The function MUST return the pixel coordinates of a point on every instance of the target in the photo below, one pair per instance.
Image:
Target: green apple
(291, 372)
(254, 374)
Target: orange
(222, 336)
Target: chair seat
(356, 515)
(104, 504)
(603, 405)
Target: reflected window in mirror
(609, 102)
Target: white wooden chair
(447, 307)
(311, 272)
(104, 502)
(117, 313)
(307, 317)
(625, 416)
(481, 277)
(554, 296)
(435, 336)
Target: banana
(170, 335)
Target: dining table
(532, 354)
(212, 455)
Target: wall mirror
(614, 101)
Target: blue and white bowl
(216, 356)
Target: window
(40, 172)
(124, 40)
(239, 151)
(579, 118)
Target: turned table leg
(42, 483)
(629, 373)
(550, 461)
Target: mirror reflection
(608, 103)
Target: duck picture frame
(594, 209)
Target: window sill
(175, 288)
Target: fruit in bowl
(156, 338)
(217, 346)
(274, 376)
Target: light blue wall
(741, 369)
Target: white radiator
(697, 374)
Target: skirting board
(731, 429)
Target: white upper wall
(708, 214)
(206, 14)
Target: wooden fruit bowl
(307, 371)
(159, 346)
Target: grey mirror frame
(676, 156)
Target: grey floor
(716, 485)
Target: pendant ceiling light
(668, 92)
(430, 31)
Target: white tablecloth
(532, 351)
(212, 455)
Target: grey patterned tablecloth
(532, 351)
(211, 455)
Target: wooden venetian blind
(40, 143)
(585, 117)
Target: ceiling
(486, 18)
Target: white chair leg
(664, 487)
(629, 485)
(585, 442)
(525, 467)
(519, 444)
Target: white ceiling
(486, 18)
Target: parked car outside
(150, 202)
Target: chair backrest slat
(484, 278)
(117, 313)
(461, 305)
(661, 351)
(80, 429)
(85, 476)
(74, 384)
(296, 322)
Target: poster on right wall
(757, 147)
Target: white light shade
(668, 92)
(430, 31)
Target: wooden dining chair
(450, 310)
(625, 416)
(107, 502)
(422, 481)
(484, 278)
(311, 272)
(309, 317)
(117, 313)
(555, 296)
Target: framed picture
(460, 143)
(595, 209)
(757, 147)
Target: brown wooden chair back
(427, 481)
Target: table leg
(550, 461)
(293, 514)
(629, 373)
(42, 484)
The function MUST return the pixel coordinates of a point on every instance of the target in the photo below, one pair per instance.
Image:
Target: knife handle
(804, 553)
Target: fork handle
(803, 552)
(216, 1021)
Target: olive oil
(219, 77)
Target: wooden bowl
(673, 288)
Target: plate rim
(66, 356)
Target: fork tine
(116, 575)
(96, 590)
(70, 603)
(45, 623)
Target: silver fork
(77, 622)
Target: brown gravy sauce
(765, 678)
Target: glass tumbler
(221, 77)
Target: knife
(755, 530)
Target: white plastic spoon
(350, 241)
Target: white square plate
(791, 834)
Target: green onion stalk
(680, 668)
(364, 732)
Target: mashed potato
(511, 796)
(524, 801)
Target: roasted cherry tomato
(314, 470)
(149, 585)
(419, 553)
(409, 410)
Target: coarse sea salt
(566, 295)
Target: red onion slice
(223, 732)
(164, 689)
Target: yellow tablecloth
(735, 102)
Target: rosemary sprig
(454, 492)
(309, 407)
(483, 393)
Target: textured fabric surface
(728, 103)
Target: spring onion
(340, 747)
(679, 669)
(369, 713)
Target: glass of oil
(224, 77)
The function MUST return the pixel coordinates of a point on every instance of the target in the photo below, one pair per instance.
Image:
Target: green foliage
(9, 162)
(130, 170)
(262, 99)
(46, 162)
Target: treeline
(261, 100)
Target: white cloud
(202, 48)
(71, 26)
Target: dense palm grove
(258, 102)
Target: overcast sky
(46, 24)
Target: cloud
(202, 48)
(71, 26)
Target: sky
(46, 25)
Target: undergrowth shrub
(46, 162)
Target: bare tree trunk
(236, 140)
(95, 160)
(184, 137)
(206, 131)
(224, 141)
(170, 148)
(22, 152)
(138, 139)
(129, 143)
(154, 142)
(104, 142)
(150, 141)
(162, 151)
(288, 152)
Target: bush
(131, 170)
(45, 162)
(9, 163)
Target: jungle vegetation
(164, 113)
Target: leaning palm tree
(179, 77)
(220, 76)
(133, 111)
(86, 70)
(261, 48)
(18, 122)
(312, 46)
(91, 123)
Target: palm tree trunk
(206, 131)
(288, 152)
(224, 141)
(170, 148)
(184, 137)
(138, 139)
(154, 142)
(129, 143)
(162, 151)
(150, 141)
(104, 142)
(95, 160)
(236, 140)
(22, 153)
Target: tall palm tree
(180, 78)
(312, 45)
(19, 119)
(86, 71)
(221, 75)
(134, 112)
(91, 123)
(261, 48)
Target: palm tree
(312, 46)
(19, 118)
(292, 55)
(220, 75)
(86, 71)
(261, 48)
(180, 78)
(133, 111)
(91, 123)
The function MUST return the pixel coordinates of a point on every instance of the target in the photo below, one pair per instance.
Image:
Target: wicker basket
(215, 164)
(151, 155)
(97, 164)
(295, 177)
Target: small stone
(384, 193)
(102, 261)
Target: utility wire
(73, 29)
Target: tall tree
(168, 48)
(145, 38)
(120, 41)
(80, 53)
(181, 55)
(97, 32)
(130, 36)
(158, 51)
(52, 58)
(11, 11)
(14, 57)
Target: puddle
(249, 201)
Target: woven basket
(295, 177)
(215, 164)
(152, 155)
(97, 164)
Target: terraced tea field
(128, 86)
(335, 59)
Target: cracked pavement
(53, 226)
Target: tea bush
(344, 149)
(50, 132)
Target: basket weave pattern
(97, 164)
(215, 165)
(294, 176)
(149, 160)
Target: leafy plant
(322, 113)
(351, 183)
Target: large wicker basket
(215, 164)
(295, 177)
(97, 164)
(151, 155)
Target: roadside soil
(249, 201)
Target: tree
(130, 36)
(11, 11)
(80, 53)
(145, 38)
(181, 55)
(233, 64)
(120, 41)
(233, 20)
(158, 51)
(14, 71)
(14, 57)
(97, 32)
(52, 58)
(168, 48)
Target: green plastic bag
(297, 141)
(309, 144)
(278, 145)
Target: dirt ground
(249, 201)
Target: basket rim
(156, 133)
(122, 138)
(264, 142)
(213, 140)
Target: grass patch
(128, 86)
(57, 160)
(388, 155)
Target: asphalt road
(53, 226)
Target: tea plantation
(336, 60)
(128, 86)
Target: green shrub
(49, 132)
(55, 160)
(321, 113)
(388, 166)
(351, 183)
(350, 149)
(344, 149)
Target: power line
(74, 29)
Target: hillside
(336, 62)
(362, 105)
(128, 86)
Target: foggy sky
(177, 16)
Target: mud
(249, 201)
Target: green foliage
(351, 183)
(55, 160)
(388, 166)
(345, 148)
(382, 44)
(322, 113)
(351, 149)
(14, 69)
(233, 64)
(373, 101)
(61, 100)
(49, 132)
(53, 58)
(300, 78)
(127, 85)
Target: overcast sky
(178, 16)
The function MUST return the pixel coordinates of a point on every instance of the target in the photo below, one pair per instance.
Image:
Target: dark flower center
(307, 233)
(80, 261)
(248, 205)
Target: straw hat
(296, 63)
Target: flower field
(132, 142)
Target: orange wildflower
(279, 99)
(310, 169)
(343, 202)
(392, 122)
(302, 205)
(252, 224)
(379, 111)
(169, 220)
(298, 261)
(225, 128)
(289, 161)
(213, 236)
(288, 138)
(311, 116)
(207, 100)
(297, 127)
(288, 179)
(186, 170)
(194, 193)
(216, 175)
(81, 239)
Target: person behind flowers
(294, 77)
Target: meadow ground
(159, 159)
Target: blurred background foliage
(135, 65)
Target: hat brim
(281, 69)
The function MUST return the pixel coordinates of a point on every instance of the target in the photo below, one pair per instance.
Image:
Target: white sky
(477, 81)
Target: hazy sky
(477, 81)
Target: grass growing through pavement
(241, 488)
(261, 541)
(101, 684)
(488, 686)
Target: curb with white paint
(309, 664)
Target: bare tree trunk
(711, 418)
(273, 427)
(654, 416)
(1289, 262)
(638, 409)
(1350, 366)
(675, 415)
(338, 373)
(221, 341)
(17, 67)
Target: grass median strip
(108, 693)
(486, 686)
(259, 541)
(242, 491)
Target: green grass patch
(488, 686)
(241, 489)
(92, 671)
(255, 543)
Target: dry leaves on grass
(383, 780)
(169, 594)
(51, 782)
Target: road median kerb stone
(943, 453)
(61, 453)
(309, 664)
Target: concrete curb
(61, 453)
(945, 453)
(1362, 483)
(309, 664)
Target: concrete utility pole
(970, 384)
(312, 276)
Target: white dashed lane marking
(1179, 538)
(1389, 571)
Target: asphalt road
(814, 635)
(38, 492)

**TASK INSTRUCTIONS:** Please reproduce the line containing "Target: dry leaves on grass" and each line after it to the end of the listing, exactly, with nothing added or left out.

**THE COMPLETED TASK:**
Target: dry leaves on grass
(383, 780)
(169, 594)
(51, 782)
Target: road median kerb stone
(943, 453)
(61, 453)
(309, 664)
Target: concrete curb
(61, 453)
(945, 453)
(1362, 483)
(309, 664)
Target: concrete utility pole
(970, 384)
(312, 276)
Target: white dashed lane marking
(1179, 538)
(1389, 571)
Target: asphalt road
(814, 635)
(38, 492)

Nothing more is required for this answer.